=== PROVIDED INFORMATION ===
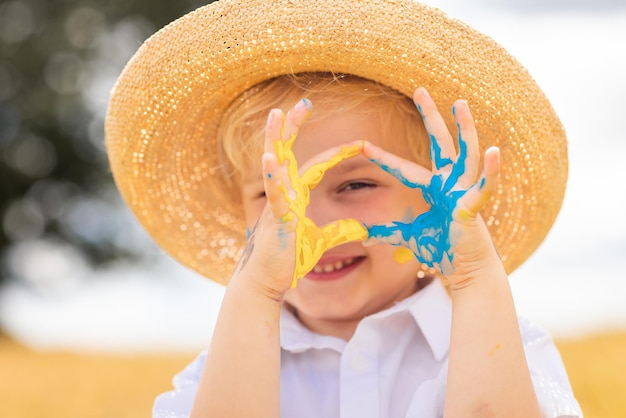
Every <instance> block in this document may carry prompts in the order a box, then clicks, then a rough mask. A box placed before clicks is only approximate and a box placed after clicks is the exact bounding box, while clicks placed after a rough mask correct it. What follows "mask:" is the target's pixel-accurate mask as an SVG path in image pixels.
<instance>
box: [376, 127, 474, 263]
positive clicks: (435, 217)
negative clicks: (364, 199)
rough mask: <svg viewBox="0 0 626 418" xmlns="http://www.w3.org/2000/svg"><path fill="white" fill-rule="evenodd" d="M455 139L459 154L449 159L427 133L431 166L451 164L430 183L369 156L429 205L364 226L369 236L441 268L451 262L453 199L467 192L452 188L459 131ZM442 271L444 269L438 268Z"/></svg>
mask: <svg viewBox="0 0 626 418" xmlns="http://www.w3.org/2000/svg"><path fill="white" fill-rule="evenodd" d="M458 139H459V155H458V158H457V161H456V162H453V161H452V159H451V158H442V156H441V147H439V145H438V143H437V141H436V138H435V137H434V136H432V135H431V144H432V146H431V158H432V159H433V161H434V163H435V167H436V168H437V169H438V170H439V169H440V168H442V167H446V166H448V165H452V169H451V171H450V173H449V175H448V176H447V177H445V178H444V176H443V175H442V174H441V173H437V174H434V175H433V176H432V177H431V179H430V184H420V183H416V182H412V181H411V180H409V179H407V178H406V177H405V176H404V174H403V173H402V172H401V171H400V170H399V169H396V168H392V167H390V166H388V165H385V164H382V163H381V162H380V161H376V160H371V161H372V162H373V163H375V164H377V165H378V166H379V167H380V168H382V169H383V170H385V171H386V172H388V173H389V174H391V175H392V176H394V177H395V178H396V179H398V180H399V181H400V182H402V184H404V185H405V186H407V187H410V188H419V189H420V190H421V192H422V196H423V198H424V200H425V201H426V203H427V204H429V205H430V209H429V210H428V211H427V212H424V213H422V214H420V215H419V216H417V217H416V218H415V219H414V220H413V221H412V222H411V221H409V222H401V221H393V222H390V223H388V224H385V225H372V226H370V227H368V234H369V239H372V240H374V241H382V242H386V243H388V244H391V245H402V246H405V247H408V248H409V249H411V250H412V251H413V253H414V254H415V257H416V258H417V259H418V260H419V261H420V262H421V263H423V264H426V265H428V266H429V267H434V266H435V265H438V266H439V268H440V269H442V268H443V266H448V265H451V263H452V260H453V258H454V254H453V252H452V248H451V243H450V224H451V223H452V221H453V216H452V215H453V213H454V211H455V209H456V206H457V201H458V200H459V199H460V198H461V197H462V196H463V195H464V194H465V193H466V192H467V190H464V189H457V190H453V189H454V187H455V186H456V185H457V184H458V182H459V178H460V177H461V175H462V174H463V173H464V172H465V168H466V167H465V160H466V158H467V144H466V143H465V141H464V140H463V138H462V137H461V134H460V133H459V137H458ZM483 185H484V180H483V181H482V182H481V187H482V186H483ZM442 273H444V274H446V273H448V272H445V271H442Z"/></svg>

=== WHAT TO DO ===
Wherever the string "clicks" appears in the listing above, show the whole line.

=== TASK OUTPUT ===
Every <instance> block in this document may carry prompts in the order a box, then clicks, then a rough mask. A box placed before clicks is only approximate and a box placed after clicks is the exact bounding box, while clicks placed after a rough mask correct it. What follows "mask:" is the target's pixel-accurate mask as an SVG path in image pixels.
positive clicks: (435, 217)
negative clicks: (364, 199)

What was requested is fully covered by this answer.